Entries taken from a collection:
· · · ·
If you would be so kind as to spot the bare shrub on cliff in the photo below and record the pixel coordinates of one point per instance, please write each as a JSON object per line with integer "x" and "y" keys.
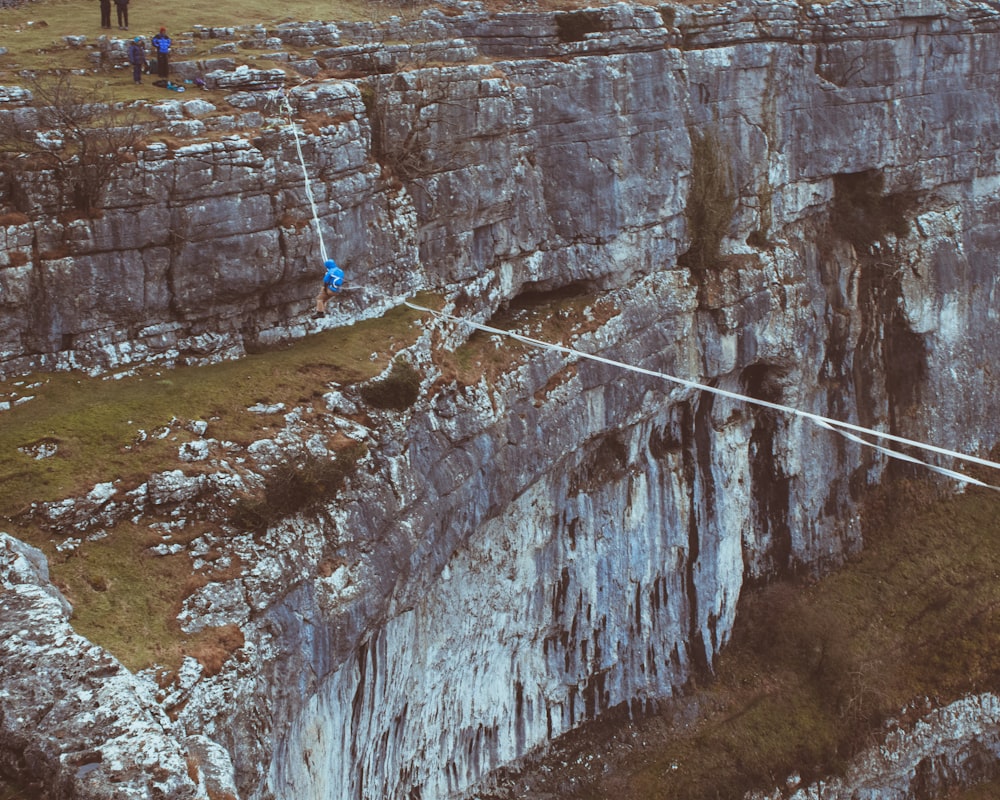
{"x": 396, "y": 391}
{"x": 292, "y": 487}
{"x": 711, "y": 201}
{"x": 80, "y": 134}
{"x": 413, "y": 133}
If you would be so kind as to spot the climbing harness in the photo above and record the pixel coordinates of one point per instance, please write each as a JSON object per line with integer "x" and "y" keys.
· · · ·
Could you repeat all of the data exactly, minus the pictures?

* TASK RESPONSE *
If you would be so kind as to spot the bare shrub on cliff in the photo below and record the pixel coordinates of one point per instance, please write each as a JSON object per line with integer "x" and "y" keys.
{"x": 396, "y": 391}
{"x": 292, "y": 487}
{"x": 711, "y": 201}
{"x": 80, "y": 134}
{"x": 413, "y": 133}
If you would be so kind as to spot the climbing harness in the photo above and record the pixel coordinates of one point per instance, please write each as a JSON object per line with integer "x" and "y" keys.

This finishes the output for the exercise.